=== Die Aufgaben ===
**a)** Geben Sie aus dem Text über die Tabaksdose alles von „Inventory no. 1993-65“ bis hinunter zu „und Flut entscheidend.“ wortgetreu wieder.
**b)** Führen Sie den Text über die Tabaksdose mit dem Ewigen Kalender an der Stelle fort, an der er aufhört.

=== Textauszug ===
++++++++

Inventory no. 1993-65
Classification 720.10.05 Schiffahrt / Navigation, Schiffsbetrieb / Rechenhilfsmittel und Zeichengeräte
Identity Original
Description Die Dose wurde aus Metall angefertigt, wobei die Ober- und Unterplatte vermutlich aus Messing und das Seitenteil aus Kupfer bestehen. Sie ist ein typisches Beispiel für eine von Seemännern gern verwendete Tabaksdose. Auf der Oberseite der Dose wurde ein Ewiger Kalender in den Deckel eingraviert. Mit diesem konnten die Wochentage und das Mondalter ermittelt werden. Die Kenntnis von letzterem war insbesondere bei Navigation im Küstengebiet zur Ermittlung von Ebbe und Flut entscheidend.
Die Bezeichnung "Dutchmen's Log" (Relingslog) für solche Dose bezieht sich auf die gleichnamige Methode, mit der man auf niederländischen Schiffen seit dem späten 16. Jahrhundert die Schiffsgeschwindigkeit ermittelte. Hierbei markierte man an der Schiffsreling eine Strecke vom Bug zum Heck im Maß der Meridiantertie (1 Meridiantertie = 3600. Teil einer Seemeile = 0,514 Meter), warf z.B. ein Stück Holz ins Wasser und maß dann mit einer Sanduhr die Zeit, in der das Schiff diese Strecke zurücklegte. Auf der Unterseite der Dose befindet sich eine Logtabelle mit Angaben, die der Umrechnung der ermittelten Zeit in Knoten (Seemeilen pro Stunde) diente – damals noch als "Seemeter" bezeichnet.
Der Ewige Kalender endet mit der Jahreszahl "1769", was wohl das Herstellungsjahr der Dose ist.
Passend zum Ewigen Kalender wurde auf der linken Hälfte der Oberseite eine Vignette mit dem Porträt des bekrönten Julius Caesar (100–44 v. Chr.) mit der Untertitelung "Voor Kristi / 45" eingraviert, also 45 v. Chr., der Einführung des Julianischen Kalenders. Auf der rechten Seite wurde eine Vignette mit dem Porträt Papst Gregors XIII. (1502–1582) unter der Jahreszahl 1582 eingraviert. In diesem Jahr verordnete dessen Bulle die Einführung des Gregorianischen Kalenders. In diesem Spannungsfeld bewegt sich die Anzeige des Kalenders. Die Angabe beider Zählungen war weiterhin erforderlich: Während in vielen reformierten oder protestantischen europäischen Ländern die alte Zählung mitunter noch lange – im Königreich Schweden z.B. noch bis ins Jahr 1753 – beibehalten wurde, führte man den Gregorianische Kalender in vielen, vor allem katholischen Ländern zeitnah ein. In der Provinz Holland, zu der Amsterdam gehörte, geschah dies bereits 1582/83. Da Seeleute viel reisten, mussten beide Zählungen auf der Dose nicht nur vorhanden, sondern auch vergleichbar sein.

++++++++

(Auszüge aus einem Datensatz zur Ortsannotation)
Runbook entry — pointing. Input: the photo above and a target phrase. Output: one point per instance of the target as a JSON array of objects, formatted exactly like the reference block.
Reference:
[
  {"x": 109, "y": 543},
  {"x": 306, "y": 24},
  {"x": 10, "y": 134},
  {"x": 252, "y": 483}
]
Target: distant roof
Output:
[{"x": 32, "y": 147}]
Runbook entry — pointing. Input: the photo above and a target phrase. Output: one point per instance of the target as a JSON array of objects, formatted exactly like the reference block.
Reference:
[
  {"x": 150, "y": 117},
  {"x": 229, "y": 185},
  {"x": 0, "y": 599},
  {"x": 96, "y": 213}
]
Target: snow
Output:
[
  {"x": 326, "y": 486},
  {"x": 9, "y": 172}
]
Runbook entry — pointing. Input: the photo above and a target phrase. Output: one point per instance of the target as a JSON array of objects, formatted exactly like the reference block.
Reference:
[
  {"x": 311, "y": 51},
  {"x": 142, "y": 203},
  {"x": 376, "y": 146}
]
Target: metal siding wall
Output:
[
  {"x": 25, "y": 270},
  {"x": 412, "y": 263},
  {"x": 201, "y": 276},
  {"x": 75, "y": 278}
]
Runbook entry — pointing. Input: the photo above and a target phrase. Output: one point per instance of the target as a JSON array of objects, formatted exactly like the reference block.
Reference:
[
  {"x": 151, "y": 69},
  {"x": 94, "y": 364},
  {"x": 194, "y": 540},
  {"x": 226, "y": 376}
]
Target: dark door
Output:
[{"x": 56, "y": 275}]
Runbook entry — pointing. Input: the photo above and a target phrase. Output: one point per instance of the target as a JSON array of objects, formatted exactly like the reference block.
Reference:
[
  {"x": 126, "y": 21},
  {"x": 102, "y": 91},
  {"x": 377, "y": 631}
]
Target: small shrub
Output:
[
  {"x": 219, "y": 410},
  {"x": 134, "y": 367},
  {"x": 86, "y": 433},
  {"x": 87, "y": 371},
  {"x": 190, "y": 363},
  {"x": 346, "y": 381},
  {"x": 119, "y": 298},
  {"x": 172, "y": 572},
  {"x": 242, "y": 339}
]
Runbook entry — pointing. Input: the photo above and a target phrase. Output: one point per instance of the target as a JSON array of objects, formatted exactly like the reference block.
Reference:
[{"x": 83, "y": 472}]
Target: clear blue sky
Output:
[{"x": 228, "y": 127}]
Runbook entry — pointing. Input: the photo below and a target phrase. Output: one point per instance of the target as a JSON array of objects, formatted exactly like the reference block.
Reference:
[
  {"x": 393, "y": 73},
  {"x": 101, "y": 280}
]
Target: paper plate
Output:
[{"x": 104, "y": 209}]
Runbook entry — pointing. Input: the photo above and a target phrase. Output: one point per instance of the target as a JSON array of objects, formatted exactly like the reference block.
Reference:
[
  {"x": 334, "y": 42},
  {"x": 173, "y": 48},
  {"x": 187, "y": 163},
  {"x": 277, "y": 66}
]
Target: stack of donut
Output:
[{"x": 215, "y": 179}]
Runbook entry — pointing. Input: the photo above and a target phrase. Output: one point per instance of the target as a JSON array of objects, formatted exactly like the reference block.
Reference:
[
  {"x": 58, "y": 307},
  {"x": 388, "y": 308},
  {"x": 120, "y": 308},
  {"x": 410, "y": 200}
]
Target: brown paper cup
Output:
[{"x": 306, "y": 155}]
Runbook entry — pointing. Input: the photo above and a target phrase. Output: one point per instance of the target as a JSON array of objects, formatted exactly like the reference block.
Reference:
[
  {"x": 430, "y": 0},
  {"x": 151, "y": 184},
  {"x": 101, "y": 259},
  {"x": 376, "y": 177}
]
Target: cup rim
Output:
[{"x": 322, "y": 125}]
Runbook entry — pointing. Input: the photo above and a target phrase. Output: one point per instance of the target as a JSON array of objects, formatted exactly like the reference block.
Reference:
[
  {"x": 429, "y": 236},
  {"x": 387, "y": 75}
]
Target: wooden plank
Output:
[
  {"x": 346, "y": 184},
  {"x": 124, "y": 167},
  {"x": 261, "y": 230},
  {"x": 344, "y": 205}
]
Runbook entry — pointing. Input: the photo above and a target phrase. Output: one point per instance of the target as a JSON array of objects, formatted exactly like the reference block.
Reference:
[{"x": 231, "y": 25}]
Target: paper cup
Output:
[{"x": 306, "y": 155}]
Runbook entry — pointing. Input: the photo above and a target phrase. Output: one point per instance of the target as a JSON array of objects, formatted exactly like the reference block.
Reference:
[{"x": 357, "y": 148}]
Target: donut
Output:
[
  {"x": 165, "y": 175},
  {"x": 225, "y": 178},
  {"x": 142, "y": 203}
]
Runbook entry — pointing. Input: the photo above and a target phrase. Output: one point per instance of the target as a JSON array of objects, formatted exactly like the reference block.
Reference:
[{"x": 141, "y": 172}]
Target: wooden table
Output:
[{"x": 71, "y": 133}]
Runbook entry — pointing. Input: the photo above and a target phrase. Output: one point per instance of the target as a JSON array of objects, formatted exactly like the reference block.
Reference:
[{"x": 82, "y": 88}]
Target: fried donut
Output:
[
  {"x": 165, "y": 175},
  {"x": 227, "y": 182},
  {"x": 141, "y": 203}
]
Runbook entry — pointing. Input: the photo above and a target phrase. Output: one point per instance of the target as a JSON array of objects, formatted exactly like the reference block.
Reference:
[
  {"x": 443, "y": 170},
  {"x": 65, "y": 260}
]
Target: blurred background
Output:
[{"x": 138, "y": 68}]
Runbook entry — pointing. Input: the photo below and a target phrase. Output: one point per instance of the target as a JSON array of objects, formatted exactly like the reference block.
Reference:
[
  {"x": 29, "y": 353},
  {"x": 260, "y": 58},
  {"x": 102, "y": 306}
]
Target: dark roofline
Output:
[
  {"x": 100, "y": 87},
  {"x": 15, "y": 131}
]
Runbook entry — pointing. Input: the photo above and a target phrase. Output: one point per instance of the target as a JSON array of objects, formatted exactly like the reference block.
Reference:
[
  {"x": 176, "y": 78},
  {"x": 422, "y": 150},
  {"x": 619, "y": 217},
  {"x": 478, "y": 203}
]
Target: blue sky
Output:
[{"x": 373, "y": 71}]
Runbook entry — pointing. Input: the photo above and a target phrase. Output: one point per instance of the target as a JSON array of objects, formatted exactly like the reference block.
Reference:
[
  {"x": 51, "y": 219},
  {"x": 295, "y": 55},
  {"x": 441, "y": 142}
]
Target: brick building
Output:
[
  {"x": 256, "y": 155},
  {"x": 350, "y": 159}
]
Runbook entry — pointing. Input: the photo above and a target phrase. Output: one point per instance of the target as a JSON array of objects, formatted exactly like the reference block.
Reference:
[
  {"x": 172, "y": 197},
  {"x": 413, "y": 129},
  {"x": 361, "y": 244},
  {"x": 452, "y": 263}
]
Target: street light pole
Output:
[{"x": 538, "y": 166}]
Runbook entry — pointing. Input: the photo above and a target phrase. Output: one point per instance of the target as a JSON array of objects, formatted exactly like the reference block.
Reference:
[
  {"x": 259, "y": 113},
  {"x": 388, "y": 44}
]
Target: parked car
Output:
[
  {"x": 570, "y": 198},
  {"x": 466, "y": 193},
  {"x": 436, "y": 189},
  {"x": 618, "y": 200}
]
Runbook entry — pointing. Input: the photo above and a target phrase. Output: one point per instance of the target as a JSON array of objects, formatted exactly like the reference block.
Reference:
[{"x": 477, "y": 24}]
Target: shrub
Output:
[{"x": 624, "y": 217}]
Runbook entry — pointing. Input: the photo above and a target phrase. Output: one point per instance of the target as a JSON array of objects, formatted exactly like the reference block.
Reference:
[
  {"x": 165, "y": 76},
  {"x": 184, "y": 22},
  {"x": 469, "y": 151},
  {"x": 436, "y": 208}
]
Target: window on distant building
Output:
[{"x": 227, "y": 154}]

++++++++

=== Ergebnisse der Aufgaben ===
**a)**
Inventory no. 1993-65
Classification 720.10.05 Schiffahrt / Navigation, Schiffsbetrieb / Rechenhilfsmittel und Zeichengeräte
Identity Original
Description Die Dose wurde aus Metall angefertigt, wobei die Ober- und Unterplatte vermutlich aus Messing und das Seitenteil aus Kupfer bestehen. Sie ist ein typisches Beispiel für eine von Seemännern gern verwendete Tabaksdose. Auf der Oberseite der Dose wurde ein Ewiger Kalender in den Deckel eingraviert. Mit diesem konnten die Wochentage und das Mondalter ermittelt werden. Die Kenntnis von letzterem war insbesondere bei Navigation im Küstengebiet zur Ermittlung von Ebbe und Flut entscheidend.

**b)**
Auf die Unterseite wurde eine weitere Vignette graviert, in der ein Mann mit Hut eine Erdkugel im Arm hält. Bei diesem handelt es sich wohl um den Kaufmann und Seefahrer Amerigo Vespucci (1454(?)–1512), nach dem der Doppelkontinent Amerika benannt wurde. Ihm wird 1497/98 eine frühe (aber von der Forschung angezweifelte) Amerikafahrt zugeschrieben, diese Jahreszahl "1497" wurde auch unter das Bildnis graviert.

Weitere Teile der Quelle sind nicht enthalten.